INSTRUCTIONS TO FOLLOW:
Look for the word "below" in the entries and copy every line where it shows up.

EXERCISE INPUTS:
_ _ _

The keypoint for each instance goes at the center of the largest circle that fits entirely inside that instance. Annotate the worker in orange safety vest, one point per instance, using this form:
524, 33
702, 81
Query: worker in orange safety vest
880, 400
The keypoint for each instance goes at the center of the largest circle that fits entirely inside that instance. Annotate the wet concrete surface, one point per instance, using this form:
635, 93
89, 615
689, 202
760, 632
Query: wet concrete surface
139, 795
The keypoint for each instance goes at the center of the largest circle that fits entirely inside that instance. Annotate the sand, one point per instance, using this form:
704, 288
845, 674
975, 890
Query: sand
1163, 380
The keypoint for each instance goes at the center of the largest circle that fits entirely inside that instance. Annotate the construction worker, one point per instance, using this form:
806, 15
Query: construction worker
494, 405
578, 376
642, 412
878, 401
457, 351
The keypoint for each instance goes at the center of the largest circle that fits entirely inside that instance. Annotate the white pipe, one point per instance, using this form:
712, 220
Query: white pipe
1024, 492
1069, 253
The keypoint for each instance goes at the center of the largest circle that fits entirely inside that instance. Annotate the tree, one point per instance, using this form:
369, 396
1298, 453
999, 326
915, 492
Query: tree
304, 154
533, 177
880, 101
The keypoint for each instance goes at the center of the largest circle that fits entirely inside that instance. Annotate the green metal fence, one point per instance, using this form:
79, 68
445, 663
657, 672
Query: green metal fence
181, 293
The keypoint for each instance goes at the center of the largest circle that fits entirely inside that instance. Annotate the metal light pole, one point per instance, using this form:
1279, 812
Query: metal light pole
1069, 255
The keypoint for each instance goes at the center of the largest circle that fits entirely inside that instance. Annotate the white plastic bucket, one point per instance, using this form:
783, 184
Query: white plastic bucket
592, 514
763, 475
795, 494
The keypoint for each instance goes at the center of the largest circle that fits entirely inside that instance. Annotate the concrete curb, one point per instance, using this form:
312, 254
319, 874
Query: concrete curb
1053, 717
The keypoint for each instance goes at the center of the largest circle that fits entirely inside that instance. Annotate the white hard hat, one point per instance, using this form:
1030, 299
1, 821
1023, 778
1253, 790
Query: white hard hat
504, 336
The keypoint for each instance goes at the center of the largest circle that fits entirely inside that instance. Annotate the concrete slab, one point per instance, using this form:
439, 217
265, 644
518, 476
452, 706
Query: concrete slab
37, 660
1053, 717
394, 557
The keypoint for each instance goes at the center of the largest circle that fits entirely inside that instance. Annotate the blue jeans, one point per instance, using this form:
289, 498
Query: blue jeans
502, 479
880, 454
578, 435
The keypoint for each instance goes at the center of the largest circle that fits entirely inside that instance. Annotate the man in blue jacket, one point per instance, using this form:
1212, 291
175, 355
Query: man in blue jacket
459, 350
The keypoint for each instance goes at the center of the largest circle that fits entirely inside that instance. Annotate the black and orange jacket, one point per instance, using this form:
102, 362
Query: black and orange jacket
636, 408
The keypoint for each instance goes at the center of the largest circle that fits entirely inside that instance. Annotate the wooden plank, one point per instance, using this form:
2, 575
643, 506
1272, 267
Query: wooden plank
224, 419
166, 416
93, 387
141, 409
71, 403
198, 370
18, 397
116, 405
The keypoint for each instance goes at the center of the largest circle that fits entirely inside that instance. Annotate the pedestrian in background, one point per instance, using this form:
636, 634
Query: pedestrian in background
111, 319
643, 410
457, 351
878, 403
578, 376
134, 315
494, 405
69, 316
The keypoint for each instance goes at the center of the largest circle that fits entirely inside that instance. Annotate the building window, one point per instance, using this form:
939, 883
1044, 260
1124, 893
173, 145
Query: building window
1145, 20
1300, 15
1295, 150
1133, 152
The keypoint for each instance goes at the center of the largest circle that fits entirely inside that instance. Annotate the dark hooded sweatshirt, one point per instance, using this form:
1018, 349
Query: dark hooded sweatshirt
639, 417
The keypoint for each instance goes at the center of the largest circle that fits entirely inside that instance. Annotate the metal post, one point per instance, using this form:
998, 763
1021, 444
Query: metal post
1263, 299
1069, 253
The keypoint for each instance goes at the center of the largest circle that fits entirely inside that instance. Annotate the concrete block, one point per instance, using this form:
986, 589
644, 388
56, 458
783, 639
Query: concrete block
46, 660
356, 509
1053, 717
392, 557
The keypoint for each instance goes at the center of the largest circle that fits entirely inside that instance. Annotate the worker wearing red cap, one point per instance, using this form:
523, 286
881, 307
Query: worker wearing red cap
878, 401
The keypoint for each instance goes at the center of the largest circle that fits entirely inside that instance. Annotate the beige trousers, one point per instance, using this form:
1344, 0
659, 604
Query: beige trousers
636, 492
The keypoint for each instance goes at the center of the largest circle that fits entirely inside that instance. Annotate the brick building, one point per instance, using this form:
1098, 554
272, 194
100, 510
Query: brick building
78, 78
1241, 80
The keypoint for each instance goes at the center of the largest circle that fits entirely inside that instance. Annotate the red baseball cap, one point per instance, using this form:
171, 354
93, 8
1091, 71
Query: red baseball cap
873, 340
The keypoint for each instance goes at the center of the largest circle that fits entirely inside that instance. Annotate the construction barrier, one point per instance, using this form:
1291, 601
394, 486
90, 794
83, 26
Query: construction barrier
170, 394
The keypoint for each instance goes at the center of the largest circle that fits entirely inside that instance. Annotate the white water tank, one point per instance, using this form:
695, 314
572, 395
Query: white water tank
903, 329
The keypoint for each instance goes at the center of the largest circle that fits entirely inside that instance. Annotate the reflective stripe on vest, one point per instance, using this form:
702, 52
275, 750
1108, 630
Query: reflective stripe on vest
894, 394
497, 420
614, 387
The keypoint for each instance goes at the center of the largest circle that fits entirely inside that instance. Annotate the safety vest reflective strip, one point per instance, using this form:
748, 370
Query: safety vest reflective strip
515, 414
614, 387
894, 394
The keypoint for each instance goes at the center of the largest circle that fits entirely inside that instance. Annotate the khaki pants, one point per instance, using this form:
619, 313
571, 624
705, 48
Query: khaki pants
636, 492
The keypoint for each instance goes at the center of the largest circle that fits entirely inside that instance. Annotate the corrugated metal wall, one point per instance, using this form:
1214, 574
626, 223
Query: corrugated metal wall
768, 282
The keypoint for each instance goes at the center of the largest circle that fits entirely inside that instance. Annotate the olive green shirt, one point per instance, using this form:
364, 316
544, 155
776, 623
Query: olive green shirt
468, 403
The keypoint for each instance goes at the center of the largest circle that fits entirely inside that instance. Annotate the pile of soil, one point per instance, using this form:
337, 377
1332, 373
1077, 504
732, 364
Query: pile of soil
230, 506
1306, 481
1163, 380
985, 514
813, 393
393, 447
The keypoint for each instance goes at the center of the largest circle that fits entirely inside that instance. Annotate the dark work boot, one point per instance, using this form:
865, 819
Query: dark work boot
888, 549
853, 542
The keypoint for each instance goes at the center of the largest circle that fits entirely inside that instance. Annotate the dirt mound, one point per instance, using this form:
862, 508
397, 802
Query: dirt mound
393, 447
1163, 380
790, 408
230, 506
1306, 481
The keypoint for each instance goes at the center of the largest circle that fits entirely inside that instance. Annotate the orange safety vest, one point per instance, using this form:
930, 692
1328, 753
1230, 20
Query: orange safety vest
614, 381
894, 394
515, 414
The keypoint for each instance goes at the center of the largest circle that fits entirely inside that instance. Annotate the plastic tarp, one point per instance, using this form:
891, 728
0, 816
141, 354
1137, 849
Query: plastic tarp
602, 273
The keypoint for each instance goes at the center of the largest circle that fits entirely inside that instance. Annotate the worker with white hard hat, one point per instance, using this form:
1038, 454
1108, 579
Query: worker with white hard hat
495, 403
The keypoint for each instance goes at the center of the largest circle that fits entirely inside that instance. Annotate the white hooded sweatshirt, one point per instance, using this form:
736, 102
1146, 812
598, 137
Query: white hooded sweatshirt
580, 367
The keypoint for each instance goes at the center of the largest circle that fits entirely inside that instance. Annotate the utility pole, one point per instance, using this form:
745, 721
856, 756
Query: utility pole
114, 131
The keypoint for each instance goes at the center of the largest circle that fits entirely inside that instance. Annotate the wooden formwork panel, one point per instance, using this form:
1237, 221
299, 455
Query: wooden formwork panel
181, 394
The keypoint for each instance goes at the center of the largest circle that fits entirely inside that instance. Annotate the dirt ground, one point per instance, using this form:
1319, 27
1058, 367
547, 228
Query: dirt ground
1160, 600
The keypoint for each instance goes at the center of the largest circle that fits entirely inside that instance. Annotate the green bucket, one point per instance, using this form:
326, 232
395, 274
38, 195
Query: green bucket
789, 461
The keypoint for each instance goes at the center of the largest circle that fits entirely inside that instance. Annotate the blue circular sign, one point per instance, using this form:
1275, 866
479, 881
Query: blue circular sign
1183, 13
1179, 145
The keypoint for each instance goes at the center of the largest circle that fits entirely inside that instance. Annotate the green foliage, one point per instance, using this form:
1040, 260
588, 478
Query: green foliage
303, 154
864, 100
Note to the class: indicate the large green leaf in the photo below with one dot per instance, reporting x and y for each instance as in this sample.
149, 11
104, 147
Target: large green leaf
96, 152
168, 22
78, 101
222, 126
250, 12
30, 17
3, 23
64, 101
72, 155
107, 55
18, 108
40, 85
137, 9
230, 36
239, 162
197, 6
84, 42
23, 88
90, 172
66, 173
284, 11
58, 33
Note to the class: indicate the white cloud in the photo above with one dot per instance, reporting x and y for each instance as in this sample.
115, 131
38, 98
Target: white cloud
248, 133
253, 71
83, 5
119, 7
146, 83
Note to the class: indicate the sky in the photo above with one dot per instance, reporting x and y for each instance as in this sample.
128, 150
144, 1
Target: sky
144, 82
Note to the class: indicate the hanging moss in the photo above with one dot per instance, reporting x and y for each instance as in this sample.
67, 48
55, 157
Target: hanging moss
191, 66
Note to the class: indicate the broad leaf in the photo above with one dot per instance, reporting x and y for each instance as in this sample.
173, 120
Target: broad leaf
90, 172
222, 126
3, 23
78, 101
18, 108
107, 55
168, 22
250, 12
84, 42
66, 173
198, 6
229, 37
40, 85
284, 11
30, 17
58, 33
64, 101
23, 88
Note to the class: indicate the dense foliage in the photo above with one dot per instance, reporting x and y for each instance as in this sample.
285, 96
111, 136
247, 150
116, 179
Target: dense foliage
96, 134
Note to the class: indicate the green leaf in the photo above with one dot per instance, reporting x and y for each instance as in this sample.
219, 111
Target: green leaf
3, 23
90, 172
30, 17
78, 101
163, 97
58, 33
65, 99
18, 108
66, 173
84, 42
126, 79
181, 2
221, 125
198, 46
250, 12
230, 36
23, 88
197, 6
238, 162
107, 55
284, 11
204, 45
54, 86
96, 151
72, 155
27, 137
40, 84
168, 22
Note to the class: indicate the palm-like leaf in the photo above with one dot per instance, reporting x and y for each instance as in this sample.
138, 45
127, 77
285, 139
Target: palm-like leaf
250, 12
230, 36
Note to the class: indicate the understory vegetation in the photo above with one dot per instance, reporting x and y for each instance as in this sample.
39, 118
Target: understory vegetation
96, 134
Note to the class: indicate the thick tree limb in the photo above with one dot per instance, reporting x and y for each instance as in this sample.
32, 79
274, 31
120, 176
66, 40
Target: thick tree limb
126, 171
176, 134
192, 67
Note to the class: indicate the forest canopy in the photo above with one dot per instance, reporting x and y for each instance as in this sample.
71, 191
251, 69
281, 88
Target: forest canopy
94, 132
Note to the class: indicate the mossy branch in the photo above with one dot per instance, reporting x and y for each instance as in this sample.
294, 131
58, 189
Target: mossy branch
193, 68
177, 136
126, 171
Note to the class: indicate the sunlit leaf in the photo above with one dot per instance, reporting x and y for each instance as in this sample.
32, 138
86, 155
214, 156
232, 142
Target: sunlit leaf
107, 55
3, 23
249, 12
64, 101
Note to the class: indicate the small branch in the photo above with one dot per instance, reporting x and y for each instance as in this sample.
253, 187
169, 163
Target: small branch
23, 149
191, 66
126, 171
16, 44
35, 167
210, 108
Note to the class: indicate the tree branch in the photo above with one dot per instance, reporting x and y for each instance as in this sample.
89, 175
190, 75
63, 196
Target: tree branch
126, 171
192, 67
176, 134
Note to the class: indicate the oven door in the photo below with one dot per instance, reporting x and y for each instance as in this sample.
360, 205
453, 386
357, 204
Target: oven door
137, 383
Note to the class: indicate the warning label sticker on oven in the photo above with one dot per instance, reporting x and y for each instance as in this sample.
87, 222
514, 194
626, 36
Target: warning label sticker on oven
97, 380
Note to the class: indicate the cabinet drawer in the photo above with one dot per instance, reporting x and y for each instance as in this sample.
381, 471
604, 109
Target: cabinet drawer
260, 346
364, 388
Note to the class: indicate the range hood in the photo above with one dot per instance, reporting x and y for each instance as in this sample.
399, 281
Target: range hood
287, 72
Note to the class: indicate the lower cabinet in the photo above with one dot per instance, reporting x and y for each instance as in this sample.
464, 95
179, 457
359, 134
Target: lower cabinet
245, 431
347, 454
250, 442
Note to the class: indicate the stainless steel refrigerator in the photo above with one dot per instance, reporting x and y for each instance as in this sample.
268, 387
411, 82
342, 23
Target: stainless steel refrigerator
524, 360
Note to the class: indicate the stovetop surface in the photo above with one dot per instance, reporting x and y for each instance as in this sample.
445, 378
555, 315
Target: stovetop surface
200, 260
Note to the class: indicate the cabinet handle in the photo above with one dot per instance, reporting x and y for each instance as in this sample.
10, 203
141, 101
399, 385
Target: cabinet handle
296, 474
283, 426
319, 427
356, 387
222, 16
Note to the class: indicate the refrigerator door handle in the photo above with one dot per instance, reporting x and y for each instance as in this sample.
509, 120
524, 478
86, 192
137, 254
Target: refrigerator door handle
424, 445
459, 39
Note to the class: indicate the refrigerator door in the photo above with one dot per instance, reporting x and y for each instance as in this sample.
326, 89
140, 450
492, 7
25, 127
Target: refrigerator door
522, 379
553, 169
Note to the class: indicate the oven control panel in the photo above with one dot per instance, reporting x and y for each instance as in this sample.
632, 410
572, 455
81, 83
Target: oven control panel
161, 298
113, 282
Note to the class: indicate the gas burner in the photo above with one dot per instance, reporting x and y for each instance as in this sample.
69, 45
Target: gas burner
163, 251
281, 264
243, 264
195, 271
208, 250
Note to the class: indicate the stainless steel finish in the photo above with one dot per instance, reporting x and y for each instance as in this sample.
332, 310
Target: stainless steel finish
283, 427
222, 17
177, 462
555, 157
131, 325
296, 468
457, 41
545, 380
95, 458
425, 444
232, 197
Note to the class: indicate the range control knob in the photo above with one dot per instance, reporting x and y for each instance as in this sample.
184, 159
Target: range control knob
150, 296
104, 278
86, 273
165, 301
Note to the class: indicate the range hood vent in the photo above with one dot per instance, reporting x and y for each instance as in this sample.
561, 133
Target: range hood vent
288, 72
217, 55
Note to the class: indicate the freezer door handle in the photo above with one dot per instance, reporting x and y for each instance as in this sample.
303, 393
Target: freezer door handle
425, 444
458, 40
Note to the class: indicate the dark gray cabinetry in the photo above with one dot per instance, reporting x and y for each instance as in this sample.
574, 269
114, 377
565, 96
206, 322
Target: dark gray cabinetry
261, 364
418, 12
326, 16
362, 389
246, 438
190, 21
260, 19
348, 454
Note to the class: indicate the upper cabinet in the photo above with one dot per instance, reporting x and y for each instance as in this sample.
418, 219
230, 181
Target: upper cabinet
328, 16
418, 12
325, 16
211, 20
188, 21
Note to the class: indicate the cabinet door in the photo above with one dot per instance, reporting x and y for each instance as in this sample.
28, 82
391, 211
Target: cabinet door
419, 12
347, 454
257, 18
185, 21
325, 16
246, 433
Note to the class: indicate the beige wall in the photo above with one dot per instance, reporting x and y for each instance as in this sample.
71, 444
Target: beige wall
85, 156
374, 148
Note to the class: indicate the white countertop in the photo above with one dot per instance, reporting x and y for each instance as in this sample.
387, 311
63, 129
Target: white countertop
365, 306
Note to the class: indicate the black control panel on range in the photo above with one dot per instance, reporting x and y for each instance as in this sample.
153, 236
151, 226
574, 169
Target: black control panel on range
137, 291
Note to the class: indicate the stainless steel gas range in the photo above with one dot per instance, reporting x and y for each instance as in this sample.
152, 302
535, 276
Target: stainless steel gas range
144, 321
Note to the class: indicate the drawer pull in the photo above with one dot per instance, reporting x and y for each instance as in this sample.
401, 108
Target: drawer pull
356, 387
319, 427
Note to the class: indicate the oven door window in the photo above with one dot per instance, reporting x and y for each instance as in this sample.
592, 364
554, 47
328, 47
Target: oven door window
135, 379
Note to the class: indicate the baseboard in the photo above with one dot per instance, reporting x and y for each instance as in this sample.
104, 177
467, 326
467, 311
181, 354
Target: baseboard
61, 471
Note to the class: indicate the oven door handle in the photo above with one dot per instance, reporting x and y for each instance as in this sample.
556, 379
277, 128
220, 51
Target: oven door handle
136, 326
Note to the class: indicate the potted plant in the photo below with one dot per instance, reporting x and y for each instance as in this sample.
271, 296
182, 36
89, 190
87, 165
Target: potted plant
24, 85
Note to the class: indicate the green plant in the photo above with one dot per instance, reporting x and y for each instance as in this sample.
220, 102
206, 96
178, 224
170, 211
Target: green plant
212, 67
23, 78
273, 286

_ _ _

SOLVED PROBLEM:
Note to the class: indicate the large green leaf in the photo below with one dot per instance, reporting x and y for each instance as in this sample.
Note to the class: indicate the oven door in the photo below with one dot per instance, reporting x and y for each instance as in this sample.
Note to the class: indicate the potted plant in the photo below with one dot per instance, reporting x and y for each instance as in this sample.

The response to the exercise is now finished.